─── DATA FOR THIS TASK

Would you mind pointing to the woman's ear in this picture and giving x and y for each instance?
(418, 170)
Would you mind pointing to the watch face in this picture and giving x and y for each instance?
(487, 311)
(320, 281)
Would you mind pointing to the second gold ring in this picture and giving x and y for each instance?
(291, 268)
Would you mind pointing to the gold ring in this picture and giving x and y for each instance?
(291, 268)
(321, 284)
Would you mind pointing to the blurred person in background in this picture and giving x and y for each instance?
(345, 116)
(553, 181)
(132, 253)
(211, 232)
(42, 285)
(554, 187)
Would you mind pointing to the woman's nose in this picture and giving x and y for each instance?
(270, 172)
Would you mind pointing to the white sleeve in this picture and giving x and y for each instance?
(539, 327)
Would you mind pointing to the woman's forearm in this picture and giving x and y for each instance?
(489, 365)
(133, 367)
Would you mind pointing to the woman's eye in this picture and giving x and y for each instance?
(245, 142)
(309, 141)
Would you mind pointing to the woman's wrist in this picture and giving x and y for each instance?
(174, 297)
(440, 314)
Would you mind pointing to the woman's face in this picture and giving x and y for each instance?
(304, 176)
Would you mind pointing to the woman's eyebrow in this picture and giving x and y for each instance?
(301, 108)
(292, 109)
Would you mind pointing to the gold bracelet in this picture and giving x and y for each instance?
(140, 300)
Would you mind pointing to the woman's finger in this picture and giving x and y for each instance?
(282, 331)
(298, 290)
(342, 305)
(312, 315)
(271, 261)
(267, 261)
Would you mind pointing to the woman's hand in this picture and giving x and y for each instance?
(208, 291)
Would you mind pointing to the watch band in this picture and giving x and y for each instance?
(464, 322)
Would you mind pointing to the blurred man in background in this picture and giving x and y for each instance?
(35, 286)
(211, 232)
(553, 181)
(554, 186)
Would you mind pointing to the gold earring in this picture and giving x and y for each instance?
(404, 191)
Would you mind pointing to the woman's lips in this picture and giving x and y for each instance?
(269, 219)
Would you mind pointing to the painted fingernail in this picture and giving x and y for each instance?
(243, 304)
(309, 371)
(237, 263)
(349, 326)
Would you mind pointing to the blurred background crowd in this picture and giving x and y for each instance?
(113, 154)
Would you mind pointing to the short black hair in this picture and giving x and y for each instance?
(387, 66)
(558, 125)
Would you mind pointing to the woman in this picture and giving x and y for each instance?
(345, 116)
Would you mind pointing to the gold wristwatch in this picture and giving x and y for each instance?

──────
─── DATA FOR THIS TASK

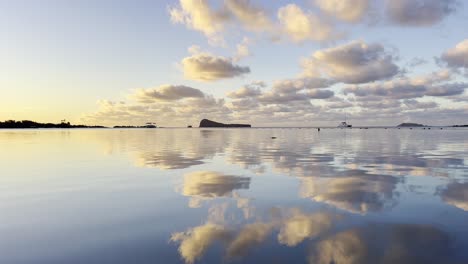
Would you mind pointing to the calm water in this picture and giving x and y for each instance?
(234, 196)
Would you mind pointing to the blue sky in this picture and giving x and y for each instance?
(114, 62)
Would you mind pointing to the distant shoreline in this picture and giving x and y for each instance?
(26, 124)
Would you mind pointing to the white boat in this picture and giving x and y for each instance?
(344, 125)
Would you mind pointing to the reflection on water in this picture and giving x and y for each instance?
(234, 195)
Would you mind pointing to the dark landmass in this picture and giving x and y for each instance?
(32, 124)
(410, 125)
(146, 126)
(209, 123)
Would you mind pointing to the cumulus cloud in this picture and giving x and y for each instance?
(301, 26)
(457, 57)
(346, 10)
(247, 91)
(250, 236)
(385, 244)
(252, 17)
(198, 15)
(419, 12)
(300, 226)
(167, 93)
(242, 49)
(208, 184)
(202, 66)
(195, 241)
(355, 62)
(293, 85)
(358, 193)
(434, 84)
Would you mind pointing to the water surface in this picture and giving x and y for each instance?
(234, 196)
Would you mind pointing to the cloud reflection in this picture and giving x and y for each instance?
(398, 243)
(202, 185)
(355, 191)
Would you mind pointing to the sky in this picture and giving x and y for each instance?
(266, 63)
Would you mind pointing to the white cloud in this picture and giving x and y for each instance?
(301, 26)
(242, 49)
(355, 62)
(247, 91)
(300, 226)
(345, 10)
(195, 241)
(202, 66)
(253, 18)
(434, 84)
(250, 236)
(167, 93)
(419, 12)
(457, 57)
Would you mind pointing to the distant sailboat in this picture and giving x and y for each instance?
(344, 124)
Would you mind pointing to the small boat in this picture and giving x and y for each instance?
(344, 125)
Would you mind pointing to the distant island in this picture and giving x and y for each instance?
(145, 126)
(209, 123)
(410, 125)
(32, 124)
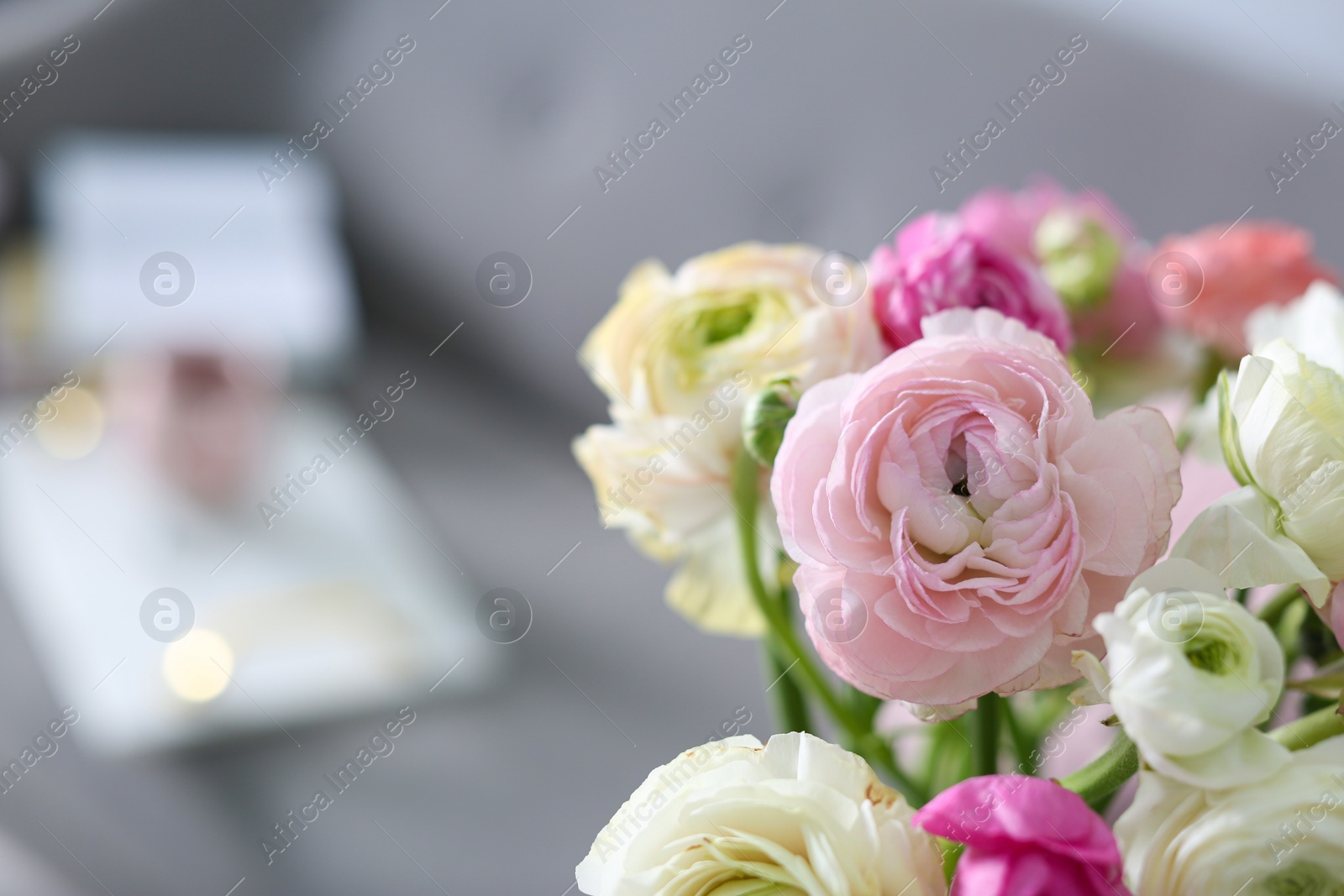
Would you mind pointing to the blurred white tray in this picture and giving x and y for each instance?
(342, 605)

──────

## WHAT YOU HAVE TO DO
Retype only this portion of the data above: the line containing "Would you mind pointing to the woman's finger", the line containing "Would you mind pointing to the gold wristwatch", and all lines between them, exactly.

## EXERCISE RESPONSE
Would you mind pointing to the woman's finger in this picture and giving x and y for each instance?
(282, 331)
(298, 290)
(342, 305)
(312, 315)
(271, 261)
(267, 261)
Would you mind pointing to the woman's hand in this picture and giving x and y for each instance?
(208, 291)
Would you mind pointing to the watch band in this picture and giving x and y for each instance?
(464, 322)
Would you mind pointing to the blurred man in background in this picture and giving x and y for each instance?
(35, 286)
(211, 232)
(553, 181)
(554, 186)
Would you mind pointing to the gold earring in this picture and giving x and y for each instance?
(404, 191)
Would you mind pointing to the woman's lips in this picture and giving x and y for each instance?
(269, 219)
Would you mind pointing to the painted fingernail in this picture and giving x and y for each instance?
(243, 304)
(309, 371)
(237, 263)
(349, 326)
Would you mind pointing to the blurred background crowd in this picture and giving x and y for each instance?
(113, 154)
Would you mind pointing to the short black hair in this picture and giving x and y for each instance?
(387, 66)
(558, 125)
Would you mind pointing to the woman in this picture and giving x and y for each instance?
(345, 116)
Would you mind pointing to the gold wristwatch in this picture and giving x and y for each instance?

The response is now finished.